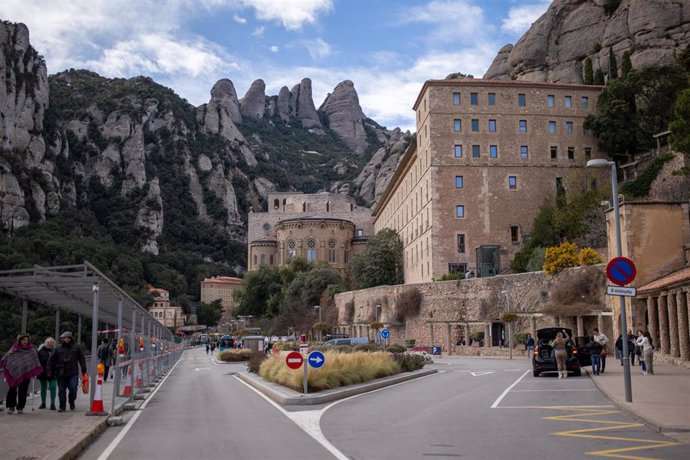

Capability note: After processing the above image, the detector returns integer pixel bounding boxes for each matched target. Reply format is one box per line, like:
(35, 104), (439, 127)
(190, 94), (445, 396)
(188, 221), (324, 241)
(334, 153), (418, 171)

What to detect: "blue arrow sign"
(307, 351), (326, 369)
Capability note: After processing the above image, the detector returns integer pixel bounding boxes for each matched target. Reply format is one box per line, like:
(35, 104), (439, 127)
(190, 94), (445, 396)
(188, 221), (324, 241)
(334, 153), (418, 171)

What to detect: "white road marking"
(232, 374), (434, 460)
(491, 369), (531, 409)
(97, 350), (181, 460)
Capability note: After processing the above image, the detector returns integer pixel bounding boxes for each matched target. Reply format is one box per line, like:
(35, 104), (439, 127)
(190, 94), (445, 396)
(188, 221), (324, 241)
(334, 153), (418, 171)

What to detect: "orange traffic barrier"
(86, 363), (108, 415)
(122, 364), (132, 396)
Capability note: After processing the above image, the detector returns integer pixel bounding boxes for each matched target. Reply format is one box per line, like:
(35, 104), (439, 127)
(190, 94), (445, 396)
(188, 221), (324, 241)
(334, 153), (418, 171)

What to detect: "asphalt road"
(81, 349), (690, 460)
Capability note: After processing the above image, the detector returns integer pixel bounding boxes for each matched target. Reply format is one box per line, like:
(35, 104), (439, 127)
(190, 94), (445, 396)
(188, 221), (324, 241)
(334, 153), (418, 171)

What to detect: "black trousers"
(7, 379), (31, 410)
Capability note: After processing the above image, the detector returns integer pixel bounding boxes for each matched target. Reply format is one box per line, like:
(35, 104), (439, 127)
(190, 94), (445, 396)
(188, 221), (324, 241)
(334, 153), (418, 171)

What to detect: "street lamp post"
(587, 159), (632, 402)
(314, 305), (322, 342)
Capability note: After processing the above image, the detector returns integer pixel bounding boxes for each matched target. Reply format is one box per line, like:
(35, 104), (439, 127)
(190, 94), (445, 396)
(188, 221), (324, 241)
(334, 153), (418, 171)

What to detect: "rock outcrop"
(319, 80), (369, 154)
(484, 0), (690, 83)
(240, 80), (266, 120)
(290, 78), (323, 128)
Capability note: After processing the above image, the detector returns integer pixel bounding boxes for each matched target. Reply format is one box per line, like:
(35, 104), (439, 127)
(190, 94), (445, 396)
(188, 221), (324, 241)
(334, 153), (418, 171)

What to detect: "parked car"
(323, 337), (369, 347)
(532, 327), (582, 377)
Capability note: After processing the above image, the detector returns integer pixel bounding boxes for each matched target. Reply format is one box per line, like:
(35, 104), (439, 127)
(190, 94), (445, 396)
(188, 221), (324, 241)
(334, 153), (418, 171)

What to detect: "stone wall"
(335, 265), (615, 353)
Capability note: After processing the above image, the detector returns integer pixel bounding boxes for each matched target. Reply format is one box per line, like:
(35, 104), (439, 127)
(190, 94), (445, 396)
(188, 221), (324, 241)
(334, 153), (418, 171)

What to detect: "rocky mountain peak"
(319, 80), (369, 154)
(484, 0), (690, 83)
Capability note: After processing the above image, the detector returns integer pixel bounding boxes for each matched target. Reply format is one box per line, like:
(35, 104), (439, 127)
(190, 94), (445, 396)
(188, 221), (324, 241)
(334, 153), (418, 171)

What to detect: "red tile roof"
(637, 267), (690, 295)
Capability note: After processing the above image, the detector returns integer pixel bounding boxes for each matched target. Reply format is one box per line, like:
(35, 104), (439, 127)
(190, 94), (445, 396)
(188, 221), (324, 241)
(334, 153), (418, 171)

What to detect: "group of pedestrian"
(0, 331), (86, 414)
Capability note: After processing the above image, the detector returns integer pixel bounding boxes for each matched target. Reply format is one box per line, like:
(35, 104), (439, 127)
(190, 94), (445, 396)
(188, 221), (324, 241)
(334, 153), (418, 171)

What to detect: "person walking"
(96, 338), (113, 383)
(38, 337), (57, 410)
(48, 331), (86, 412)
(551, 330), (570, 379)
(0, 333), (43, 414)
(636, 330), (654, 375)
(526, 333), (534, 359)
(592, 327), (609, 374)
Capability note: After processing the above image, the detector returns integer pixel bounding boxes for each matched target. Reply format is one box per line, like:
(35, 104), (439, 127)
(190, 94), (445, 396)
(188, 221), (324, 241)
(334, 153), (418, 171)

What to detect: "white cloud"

________

_PROBLEM DETAILS_
Rewrite all of the data above with every "detector" changed to "locator" and nothing else altered. Leave the pictures out of your answer.

_OUTPUT_
Capability note: After processing the above image, the locator returns integer pixel bounding boxes for each matched target. Reply format is one box per line, like:
(35, 104), (439, 127)
(190, 94), (445, 396)
(188, 221), (324, 241)
(334, 153), (418, 171)

What to detect: "blue arrow sign"
(307, 351), (326, 369)
Capability note: After processing the above image, the locator returns integer pixel bounding boxes for each matched target. Reply format is one box per line, like:
(35, 104), (439, 127)
(190, 94), (445, 396)
(188, 221), (324, 241)
(334, 153), (418, 171)

What to detect: "white road marking"
(232, 374), (434, 460)
(491, 369), (531, 409)
(97, 350), (181, 460)
Capability note: After processing the above image, the locator returns integer pixel bounding boxes for each matched target. Reply format is one box per line, like:
(35, 104), (439, 127)
(190, 94), (445, 396)
(188, 221), (324, 241)
(334, 153), (418, 171)

What to detect: "orange traffic barrier"
(86, 363), (108, 415)
(122, 364), (132, 396)
Capability note: After processing the above image, the locator returns integer pixel bounding boxes for each matched target. Reply format is one box per line, like:
(35, 104), (439, 127)
(190, 94), (445, 396)
(188, 221), (324, 241)
(334, 153), (418, 171)

What to detect: "asphalt road"
(81, 349), (690, 460)
Capability note: After processing the above image, the locator returns integer pixel bounding boxes for each matched target. Reply format is one box per line, like:
(35, 104), (439, 127)
(190, 94), (445, 396)
(188, 221), (324, 241)
(334, 153), (418, 171)

What to detect: "black trousers"
(7, 379), (31, 410)
Capability note: After processing the above image, the locator returns integer pixel bounding boxes for each matched target. Reply format is one box per line, like:
(35, 104), (439, 127)
(190, 94), (445, 396)
(188, 221), (324, 241)
(334, 153), (418, 171)

What to detect: "street lamp post"
(587, 159), (632, 402)
(314, 305), (322, 342)
Capability note: After processing the above image, the locator returns integer pixel bounding boxes for each matched target. Reply format is one box per line, like:
(35, 104), (439, 127)
(190, 94), (445, 396)
(188, 221), (324, 241)
(334, 153), (418, 171)

What to detect: "rock outcrop"
(319, 80), (369, 154)
(484, 0), (690, 83)
(240, 80), (266, 120)
(290, 78), (323, 128)
Capability note: After processing the above image, the locator returns integer pixel bounding boxes for each matched target. Reply format is one box per line, like:
(35, 104), (439, 127)
(190, 94), (445, 396)
(188, 221), (324, 241)
(334, 153), (418, 171)

What to detect: "parked car"
(323, 337), (369, 347)
(532, 327), (582, 377)
Capability note: After processing the above image, the locator returns integer pixel bounding boxes for each matched target. Reply format is one box per line, like:
(35, 104), (439, 127)
(190, 94), (445, 396)
(188, 221), (324, 241)
(334, 153), (418, 171)

What to detect: "stone wall"
(335, 265), (615, 353)
Capability note: After processing the above image, the locator returns integer pixel bounding boxes for each matched target. Reply format is one box per line, like:
(35, 104), (439, 127)
(190, 94), (445, 396)
(188, 221), (324, 241)
(334, 153), (418, 171)

What to detect: "rocky mountain peak"
(319, 80), (369, 154)
(484, 0), (690, 83)
Capability note: After processing the above image, the locator returns integer pixel bounding boxes for each matched target. Reply format is one box per line, like:
(35, 104), (439, 127)
(190, 94), (445, 396)
(188, 221), (324, 241)
(334, 153), (418, 171)

What to detect: "red tile roof"
(637, 267), (690, 295)
Capability note: After processing the above image, the locator returns integer pixel bounding boxes for each matched target. Reply format is one box per line, like:
(35, 104), (439, 127)
(190, 94), (445, 396)
(188, 221), (324, 241)
(334, 153), (418, 171)

What to detect: "group of pedestrian"
(0, 331), (86, 414)
Capability note: After processing the above image, the locator returns integer pixel bounding boxes for each matched target. Reply format is one box per line, like:
(35, 104), (439, 127)
(190, 94), (445, 396)
(188, 221), (324, 241)
(334, 153), (418, 171)

What to detect: "person walking"
(96, 338), (113, 383)
(38, 337), (57, 410)
(48, 331), (86, 412)
(551, 330), (570, 379)
(0, 333), (43, 414)
(636, 330), (654, 375)
(526, 333), (534, 359)
(592, 327), (609, 374)
Capability note: After processing the above image, the locator returns integer pixel bounding boxes for each matched target. Reply format is one box per line, like:
(35, 104), (439, 127)
(190, 94), (445, 396)
(188, 221), (324, 241)
(334, 153), (418, 171)

What to detect: "white cloud"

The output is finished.